To do> Transcribe the listing verbatim. Do not carry over any pictures.

Extracted information>
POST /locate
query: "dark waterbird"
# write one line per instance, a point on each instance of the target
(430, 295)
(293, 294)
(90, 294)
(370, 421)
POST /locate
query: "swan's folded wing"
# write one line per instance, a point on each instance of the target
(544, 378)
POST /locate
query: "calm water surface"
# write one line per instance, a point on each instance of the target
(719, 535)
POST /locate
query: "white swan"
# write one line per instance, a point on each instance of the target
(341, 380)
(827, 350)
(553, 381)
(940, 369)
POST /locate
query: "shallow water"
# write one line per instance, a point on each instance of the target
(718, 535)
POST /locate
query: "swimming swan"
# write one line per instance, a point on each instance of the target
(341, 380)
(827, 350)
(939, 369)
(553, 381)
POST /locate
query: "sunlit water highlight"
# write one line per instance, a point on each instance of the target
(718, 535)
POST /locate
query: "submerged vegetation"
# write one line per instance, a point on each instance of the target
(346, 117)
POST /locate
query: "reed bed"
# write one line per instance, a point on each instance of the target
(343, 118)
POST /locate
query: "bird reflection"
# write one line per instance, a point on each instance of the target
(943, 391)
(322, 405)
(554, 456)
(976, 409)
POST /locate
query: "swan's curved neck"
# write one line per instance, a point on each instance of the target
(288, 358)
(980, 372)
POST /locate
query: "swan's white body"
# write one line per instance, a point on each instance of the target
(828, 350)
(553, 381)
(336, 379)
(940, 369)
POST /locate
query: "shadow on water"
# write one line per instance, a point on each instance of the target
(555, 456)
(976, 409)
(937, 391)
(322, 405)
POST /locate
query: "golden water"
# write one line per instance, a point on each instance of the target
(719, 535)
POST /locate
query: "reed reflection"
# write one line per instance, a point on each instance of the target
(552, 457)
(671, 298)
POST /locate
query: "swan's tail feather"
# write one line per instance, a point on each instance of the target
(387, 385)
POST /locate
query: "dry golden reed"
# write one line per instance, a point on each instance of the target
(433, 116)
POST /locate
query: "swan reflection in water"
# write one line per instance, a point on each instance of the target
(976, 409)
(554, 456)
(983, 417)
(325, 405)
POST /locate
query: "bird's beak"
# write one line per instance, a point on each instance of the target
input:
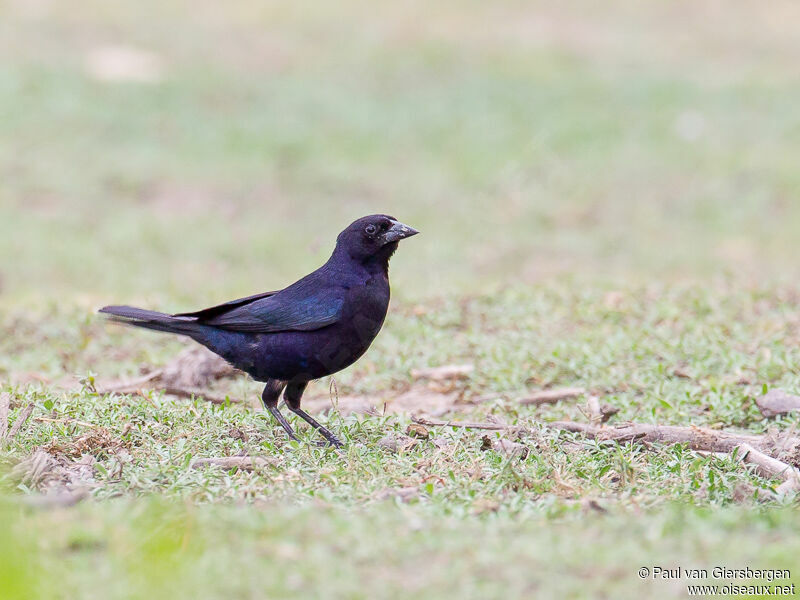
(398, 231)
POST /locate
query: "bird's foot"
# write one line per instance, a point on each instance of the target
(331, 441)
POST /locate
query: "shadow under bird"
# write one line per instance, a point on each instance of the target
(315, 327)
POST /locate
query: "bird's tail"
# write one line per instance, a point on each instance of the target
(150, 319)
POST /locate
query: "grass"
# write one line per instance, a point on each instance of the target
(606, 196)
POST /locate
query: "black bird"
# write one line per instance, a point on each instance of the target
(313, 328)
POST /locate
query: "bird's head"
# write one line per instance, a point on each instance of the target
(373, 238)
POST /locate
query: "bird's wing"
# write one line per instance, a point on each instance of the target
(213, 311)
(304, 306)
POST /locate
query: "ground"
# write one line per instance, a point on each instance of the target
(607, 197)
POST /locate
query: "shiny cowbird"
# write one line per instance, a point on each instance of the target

Output of the task>
POST /locate
query: "dark waterbird"
# write one line per instance, a point on each instance of the target
(430, 295)
(293, 294)
(90, 294)
(370, 421)
POST /locate
query: "swan's folded wing"
# write one line per instance, a point on each instance of the target
(544, 378)
POST /locate
query: "calm water surface"
# write one line per instance, a point on each instance of the target
(719, 535)
POST /locate
query: "white swan"
# write one line per instance, a point on each instance of the target
(341, 380)
(827, 350)
(553, 381)
(940, 369)
POST /locate
query: "shallow water"
# write one line per instance, a point on each instance of the target
(718, 535)
POST /locate
query: "swimming swan"
# write one line per instance, a point on each instance of the target
(341, 380)
(827, 350)
(939, 369)
(553, 381)
POST /locate
query: "sunlit water highlight"
# write one line per instance, a point on each instance of the target
(718, 535)
POST /locate
query: "submerged vegetation"
# write one line per instance, a point on each instance of the target
(346, 117)
POST /locate
query: "reed bed"
# write one line per instance, a point on each instance of the target
(343, 118)
POST /locate
query: "bird reflection"
# write one line per instance, a point on each instance of the target
(943, 391)
(322, 405)
(554, 456)
(976, 409)
POST /locate
query: "swan's curved neck"
# write one line per instance, a point on each instance of the target
(288, 358)
(980, 372)
POST /locate
query: "swan's white body"
# write one line per instance, a point on each instance of the target
(828, 350)
(553, 381)
(336, 379)
(940, 369)
POST /locate
query: "shadow on water"
# write one line per instance, a point on each instance of the target
(555, 456)
(976, 409)
(937, 391)
(322, 405)
POST /locate
query: "golden water"
# write one line per instance, a point on each instance of the target
(719, 535)
POST /locate
query: "reed reflection"
# write one line per instance, a point on each instance of the target
(552, 457)
(671, 298)
POST /locate
query: "swan's tail feather"
# write one line per instance, a point on each instance of the target
(387, 385)
POST /locate
query: "dry golden reed"
# write one line per instance, a point on each instance of the target
(433, 116)
POST /locate
query: "swan reflection in water"
# write one line per instance, a point on each instance of the target
(976, 409)
(554, 456)
(983, 417)
(325, 405)
POST /locate
query: "bird's beak"
# write one line per instance, a point on each instance of the target
input:
(398, 231)
POST /locate
query: "bird's foot"
# write one line per instance, a point on each instance of the target
(331, 441)
POST /locate
query: "shadow under bird"
# write one line per instance, a point on each instance of the target
(315, 327)
POST /locate
query: "bird's tail"
# write one line per instance, a point on each instance of the target
(150, 319)
POST /locate
query: "grass"
# write one line per instance, a point on each instance of the target
(606, 196)
POST /locate
query: "black bird"
# write one line per instance, a point on each instance of the target
(313, 328)
POST /locate
query: "bird's head"
# write one line per instance, a point on each instance of the target
(373, 238)
POST /locate
query: "bird's wing"
# write one line per instance, a point on each instance of the target
(213, 311)
(304, 306)
POST /locate
query: "ground"
# write one line per instance, a point on each instance of the target
(607, 197)
POST /locate
query: "shiny cowbird"
# write one line per instance, a point on each instance of the target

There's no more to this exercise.